- Associated Press - Tuesday, April 9, 2019

NEW YORK (AP) - Health officials Tuesday ordered nearly everyone in a heavily Orthodox Jewish New York City neighborhood to be vaccinated for measles or face fines, reviving a public-health strategy that experts say hasn’t been used in the U.S. in recent memory.

The emergency order came as the city, a suburban New York county and some other parts of the nation grapple with a spurt in a disease the U.S. declared eradicated almost two decades ago.

“This is an unusual action,” New York Mayor Bill de Blasio acknowledged, “and it’s because of the sheer extent of the crisis.”

Meanwhile, the federal Centers for Disease Control and Prevention elevated its response to measles, establishing a larger team to focus on outbreaks that have sickened 465 people nationwide this year - the second-greatest number of cases reported in the U.S. since measles was eliminated domestically in 2000.

The nation’s biggest city is in the midst of its biggest measles outbreak since 1991, with 285 cases diagnosed since last fall - compared to two in all of 2017, officials said. They blamed the spike partly on anti-vaccine campaigns spreading misinformation that immunizations are dangerous.

News of the order got a mixed reaction among Orthodox Jews in Williamsburg, the Brooklyn neighborhood affected by the order. Some residents - even those who support vaccination - said they felt uncomfortable about the city pushing inoculations on people who don’t want them.

Others remain convinced, against expert assurances, that vaccines are unsafe.

“It’s true that a lot of people have measles, and measles are not a very good thing, said resident Aron Braver, but he thinks the vaccine is “also not a very good thing.”

“And it’s everybody’s option to do what he wants. What he decides,” Braver added.

The New York Civil Liberties Union also questioned the city’s move.

Executive director Donna Lieberman called it “an extreme measure” that “raises civil liberties concerns about forced medical treatment.”

De Blasio, a Democrat, said officials were confident the order would withstand legal scrutiny.

Rockland County, north of the city, has already faced legal action over its efforts to contain measles: an emergency order that would ban children from public places unless they’ve been immunized. A court halted it last week, but County Executive Ed Day said Tuesday he planned to appeal.

- _Exercises to complete_:
1. In the measles outbreak article, how many measles cases has New York City diagnosed since last fall?
2. Please carry the measles outbreak article forward from its final sentence.

- _Extracted entries_:

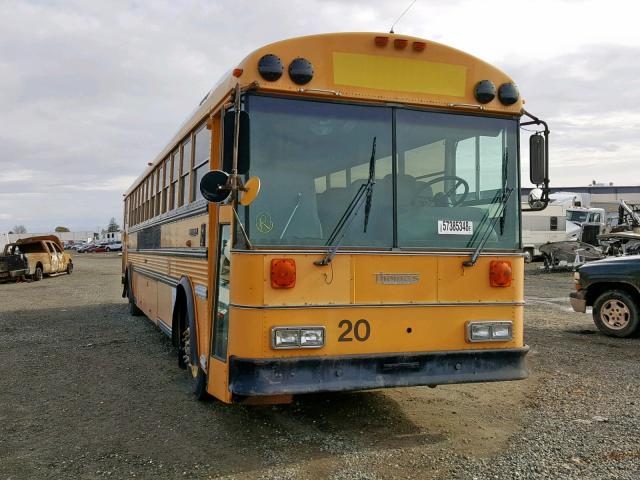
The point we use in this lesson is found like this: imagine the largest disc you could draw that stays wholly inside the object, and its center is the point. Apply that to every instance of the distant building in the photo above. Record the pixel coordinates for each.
(111, 237)
(600, 196)
(64, 237)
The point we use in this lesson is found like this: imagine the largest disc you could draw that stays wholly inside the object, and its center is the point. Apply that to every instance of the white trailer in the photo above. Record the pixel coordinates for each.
(551, 224)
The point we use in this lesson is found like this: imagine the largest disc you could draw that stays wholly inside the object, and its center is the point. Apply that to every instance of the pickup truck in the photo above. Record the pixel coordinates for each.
(44, 254)
(612, 287)
(13, 266)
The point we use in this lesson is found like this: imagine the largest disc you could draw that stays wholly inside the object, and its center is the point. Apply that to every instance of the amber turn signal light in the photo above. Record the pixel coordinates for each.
(283, 273)
(500, 273)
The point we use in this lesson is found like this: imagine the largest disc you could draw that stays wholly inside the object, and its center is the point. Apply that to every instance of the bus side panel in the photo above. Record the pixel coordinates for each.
(165, 304)
(246, 334)
(146, 294)
(218, 375)
(203, 325)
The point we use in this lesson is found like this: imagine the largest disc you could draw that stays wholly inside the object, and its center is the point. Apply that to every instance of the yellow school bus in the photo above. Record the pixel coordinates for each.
(341, 212)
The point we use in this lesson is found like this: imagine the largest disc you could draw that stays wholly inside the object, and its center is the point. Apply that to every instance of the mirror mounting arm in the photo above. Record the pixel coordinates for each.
(545, 188)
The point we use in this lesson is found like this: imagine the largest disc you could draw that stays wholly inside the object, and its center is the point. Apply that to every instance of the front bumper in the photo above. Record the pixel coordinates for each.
(286, 376)
(578, 301)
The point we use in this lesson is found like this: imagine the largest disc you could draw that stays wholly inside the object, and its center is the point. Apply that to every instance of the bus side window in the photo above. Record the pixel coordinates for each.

- _Responses by task_:
1. 285 cases.

2.
“If this is not an emergency, what is?” asked Day, a Republican. His county, which has sizeable Orthodox Jewish communities with close ties to Brooklyn, has logged 168 measles cases since last fall.

He said Rockland officials are crafting a new order designed to isolate people exposed to measles.

New York City’s order applies to unvaccinated people who live, work or go to school in four ZIP codes, with some exceptions, such as for children under 6 months old.

Officials said they would help people arrange to get shots but were prepared to fine them as much as $1,000 if they refused.

The measure comes a day after the city ordered Orthodox Jewish schools and day care programs in Williamsburg to exclude unvaccinated students from classes during the outbreak or risk being closed down.

The city believes an estimated 1,800 children in the neighborhood hadn’t been immunized as of December.

At Yeshiva Kehilath Yakov school, Rabbi David Oberlander said administrators took pains to make sure children with measles - some 20 cases in recent months - weren’t in class.

“We try to control our school, and we really strive to comply 100% with the Department of Health,” he said. “But we don’t control the parents, and we don’t intend to control the parents.”

U.S. cities have fined residents before for not being vaccinated, but “not in our modern history,” said Lawrence Gostin, a Georgetown Law professor focused on public health law.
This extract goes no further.